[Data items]
^^^^^^^^
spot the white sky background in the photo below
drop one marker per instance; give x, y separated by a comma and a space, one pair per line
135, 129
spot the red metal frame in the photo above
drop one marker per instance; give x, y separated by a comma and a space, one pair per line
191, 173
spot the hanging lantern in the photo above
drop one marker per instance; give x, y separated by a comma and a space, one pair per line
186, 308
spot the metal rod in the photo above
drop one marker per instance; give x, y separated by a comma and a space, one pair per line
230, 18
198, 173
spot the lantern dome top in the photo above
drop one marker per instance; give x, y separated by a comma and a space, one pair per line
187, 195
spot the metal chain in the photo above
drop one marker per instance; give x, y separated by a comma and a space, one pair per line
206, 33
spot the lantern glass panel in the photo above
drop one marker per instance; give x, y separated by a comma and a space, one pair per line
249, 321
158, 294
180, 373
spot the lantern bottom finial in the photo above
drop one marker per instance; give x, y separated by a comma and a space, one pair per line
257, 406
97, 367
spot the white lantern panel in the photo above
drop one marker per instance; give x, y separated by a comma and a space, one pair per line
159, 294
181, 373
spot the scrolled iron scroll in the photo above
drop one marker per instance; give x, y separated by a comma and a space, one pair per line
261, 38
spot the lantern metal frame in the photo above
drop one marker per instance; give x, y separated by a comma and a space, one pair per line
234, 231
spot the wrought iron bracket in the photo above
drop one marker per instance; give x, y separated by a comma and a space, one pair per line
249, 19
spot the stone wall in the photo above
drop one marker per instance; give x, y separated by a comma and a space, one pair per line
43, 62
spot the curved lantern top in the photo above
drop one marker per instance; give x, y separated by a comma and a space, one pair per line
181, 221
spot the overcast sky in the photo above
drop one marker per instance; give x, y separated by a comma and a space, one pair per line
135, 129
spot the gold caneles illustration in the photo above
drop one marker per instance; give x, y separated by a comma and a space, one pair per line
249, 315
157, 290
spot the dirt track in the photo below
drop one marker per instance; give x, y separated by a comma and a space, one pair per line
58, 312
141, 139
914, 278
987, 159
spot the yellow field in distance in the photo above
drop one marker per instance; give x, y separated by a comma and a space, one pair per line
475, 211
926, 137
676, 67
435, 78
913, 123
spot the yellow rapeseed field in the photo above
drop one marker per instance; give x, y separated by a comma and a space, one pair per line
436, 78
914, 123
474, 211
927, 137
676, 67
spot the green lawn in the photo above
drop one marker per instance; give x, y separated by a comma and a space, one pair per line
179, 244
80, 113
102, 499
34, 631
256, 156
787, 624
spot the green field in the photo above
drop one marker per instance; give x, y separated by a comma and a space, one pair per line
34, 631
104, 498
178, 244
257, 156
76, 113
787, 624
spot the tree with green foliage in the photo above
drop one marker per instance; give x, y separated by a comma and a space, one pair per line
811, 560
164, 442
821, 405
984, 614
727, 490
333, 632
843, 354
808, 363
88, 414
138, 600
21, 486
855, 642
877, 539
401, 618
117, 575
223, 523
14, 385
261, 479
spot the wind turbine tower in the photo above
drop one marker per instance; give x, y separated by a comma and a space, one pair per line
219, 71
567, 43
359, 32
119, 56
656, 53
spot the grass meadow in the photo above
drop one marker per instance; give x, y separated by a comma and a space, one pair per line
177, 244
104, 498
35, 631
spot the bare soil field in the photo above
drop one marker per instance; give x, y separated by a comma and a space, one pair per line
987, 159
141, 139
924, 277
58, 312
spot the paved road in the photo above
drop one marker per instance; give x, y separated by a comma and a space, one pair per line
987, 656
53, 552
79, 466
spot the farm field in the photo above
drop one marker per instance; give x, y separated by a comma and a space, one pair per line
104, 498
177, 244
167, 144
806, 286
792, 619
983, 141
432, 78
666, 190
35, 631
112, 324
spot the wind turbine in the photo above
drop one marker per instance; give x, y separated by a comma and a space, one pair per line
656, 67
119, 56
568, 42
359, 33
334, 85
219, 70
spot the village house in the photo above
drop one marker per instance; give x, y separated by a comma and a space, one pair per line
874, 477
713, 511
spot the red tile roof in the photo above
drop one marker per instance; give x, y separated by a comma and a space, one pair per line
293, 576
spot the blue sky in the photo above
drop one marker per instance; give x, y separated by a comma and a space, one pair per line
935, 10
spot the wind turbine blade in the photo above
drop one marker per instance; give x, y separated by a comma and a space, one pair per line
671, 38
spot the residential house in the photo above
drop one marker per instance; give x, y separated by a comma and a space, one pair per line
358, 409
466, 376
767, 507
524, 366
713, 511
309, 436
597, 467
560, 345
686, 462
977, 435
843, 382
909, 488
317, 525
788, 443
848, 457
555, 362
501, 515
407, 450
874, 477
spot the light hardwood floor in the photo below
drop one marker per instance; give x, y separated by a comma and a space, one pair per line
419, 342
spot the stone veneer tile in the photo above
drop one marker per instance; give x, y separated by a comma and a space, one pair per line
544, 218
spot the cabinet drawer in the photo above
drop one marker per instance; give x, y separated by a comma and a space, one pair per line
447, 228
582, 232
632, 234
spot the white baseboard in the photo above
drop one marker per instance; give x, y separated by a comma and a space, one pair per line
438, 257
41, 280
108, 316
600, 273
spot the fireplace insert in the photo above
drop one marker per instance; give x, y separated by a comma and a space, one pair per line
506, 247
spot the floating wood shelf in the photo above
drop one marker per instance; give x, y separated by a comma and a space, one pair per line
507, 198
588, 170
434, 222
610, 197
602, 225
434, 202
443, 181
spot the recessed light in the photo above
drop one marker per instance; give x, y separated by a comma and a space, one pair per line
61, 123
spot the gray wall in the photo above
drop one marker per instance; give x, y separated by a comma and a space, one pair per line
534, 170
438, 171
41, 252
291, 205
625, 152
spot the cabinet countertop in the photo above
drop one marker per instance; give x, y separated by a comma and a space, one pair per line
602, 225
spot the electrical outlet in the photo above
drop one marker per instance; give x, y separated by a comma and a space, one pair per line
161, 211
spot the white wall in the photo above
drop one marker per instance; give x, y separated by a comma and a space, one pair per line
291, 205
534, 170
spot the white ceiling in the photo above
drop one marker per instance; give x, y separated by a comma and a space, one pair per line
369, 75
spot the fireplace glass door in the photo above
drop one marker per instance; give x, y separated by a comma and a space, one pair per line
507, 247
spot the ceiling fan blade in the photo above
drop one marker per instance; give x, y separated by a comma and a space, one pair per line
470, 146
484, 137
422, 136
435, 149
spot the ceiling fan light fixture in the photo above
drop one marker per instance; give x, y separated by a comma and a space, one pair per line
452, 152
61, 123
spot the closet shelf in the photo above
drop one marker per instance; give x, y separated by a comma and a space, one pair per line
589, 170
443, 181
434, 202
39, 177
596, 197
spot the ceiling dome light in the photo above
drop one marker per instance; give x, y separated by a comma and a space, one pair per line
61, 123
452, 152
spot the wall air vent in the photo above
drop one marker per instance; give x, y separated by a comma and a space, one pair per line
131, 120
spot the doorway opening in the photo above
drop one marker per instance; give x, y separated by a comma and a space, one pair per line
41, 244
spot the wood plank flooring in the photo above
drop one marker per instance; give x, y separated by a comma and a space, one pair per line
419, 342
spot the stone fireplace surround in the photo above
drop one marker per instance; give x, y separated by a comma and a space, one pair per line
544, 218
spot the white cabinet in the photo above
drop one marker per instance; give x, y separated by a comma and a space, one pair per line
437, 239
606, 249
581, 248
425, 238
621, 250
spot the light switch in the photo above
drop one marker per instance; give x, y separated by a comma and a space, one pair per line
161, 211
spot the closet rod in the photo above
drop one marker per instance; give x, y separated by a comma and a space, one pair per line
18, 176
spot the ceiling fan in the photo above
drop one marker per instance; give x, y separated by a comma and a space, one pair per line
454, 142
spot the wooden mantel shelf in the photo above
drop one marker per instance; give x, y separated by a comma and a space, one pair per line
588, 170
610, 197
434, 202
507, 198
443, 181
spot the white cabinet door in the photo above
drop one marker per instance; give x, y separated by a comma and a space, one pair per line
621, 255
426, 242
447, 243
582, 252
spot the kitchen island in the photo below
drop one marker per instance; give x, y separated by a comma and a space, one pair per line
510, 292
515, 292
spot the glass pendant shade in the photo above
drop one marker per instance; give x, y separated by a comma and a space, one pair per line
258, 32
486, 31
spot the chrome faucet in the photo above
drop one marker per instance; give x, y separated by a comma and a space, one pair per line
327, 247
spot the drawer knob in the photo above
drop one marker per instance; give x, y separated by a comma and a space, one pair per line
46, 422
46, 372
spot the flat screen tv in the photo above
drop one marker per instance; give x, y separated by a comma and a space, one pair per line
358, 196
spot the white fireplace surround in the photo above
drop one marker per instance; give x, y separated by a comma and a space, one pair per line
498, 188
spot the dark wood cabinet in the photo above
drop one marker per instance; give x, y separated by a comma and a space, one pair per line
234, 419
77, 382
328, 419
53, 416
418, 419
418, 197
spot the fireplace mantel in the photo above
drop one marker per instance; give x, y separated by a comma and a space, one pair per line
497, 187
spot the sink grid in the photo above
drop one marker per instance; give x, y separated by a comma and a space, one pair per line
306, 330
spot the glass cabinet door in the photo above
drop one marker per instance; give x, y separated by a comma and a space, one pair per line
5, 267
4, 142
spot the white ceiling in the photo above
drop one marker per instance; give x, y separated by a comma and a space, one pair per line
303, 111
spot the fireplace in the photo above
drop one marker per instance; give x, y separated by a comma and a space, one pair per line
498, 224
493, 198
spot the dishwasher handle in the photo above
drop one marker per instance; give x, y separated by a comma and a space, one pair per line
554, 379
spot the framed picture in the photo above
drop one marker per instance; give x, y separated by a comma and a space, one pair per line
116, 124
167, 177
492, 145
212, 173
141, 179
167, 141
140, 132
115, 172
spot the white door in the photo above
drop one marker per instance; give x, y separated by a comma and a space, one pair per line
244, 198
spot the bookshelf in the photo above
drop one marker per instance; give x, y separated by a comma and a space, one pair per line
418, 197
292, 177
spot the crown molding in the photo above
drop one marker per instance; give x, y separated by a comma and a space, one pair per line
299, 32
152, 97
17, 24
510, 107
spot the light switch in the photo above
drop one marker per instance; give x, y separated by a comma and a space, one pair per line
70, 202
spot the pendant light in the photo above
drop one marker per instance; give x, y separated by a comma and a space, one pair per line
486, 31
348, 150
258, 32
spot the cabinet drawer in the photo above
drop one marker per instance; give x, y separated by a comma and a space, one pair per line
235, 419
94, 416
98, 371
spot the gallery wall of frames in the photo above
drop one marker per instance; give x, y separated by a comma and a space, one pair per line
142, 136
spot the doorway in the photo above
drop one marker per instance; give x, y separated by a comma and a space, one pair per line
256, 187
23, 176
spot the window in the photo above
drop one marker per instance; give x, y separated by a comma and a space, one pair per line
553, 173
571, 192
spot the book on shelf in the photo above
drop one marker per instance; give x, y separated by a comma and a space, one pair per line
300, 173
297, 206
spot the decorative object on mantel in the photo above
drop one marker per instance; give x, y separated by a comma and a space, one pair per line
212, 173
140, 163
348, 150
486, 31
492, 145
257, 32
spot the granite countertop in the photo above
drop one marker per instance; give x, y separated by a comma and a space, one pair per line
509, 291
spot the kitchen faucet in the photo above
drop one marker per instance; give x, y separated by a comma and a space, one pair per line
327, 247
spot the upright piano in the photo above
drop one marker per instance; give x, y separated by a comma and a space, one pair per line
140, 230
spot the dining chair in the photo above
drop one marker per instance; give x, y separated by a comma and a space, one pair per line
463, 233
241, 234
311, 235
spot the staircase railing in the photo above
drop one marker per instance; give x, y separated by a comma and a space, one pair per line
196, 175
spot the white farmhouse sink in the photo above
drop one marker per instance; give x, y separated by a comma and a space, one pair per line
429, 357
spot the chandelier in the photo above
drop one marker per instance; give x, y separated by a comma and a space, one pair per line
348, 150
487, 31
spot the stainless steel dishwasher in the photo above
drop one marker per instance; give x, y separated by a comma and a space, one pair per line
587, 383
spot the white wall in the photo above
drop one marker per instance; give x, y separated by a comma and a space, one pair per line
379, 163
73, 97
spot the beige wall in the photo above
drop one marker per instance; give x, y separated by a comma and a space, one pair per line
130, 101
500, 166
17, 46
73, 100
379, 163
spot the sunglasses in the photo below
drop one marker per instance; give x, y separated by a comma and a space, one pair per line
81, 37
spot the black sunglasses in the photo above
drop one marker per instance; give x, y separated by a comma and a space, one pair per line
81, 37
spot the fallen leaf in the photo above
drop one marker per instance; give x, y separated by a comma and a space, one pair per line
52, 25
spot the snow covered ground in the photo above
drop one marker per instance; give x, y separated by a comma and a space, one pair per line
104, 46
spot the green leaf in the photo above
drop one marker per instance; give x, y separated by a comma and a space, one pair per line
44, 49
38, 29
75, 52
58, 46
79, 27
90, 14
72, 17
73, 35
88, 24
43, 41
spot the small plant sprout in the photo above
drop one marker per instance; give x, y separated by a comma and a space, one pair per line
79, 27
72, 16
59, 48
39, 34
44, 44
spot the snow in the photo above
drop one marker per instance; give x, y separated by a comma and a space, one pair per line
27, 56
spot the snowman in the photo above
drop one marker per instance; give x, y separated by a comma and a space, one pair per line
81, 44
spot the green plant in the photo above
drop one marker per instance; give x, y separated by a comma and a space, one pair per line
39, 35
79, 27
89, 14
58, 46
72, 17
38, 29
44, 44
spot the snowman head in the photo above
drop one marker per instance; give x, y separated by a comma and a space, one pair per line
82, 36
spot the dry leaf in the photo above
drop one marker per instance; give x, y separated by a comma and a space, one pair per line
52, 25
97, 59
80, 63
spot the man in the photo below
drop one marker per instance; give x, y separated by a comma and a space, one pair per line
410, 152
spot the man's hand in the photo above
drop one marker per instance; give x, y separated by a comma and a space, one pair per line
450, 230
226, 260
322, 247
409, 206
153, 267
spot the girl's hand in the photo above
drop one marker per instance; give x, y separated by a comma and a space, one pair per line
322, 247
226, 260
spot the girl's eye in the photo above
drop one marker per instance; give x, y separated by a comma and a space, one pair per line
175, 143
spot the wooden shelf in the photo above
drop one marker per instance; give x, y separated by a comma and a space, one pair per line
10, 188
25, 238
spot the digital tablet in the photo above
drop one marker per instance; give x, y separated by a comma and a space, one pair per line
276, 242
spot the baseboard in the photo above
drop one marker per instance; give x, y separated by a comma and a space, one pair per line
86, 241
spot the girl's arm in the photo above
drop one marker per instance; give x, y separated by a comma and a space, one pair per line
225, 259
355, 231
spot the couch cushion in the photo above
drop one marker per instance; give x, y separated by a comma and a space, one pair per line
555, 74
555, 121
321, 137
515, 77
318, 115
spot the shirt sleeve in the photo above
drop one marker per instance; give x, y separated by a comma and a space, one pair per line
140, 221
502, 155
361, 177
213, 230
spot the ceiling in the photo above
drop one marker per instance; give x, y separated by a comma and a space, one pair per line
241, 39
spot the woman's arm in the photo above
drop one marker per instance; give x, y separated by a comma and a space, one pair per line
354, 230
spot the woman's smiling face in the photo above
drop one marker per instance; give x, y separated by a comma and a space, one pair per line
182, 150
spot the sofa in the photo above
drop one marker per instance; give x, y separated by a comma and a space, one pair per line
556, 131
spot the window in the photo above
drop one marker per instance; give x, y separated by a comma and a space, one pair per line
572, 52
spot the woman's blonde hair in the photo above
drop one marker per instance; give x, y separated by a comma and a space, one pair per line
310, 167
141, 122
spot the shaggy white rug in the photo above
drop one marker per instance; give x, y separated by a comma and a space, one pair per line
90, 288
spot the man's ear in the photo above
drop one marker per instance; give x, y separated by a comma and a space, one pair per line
^^^^^^^^
* _TASK BRIEF_:
Each line from the one containing "spot the woman's blonde" to the end of the listing above should be copied exactly, and nothing else.

* _RESPONSE TO THE EXERCISE_:
spot the woman's blonde hair in the photo above
drop one marker per instance; give x, y separated by a comma and a space, one pair per line
310, 167
141, 122
spot the shaggy white rug in the photo above
drop one marker per instance; give x, y separated by a comma and a space, one pair per line
90, 288
spot the man's ear in the photo above
drop one marker per instance; give x, y separated by a comma and a space, one pair per line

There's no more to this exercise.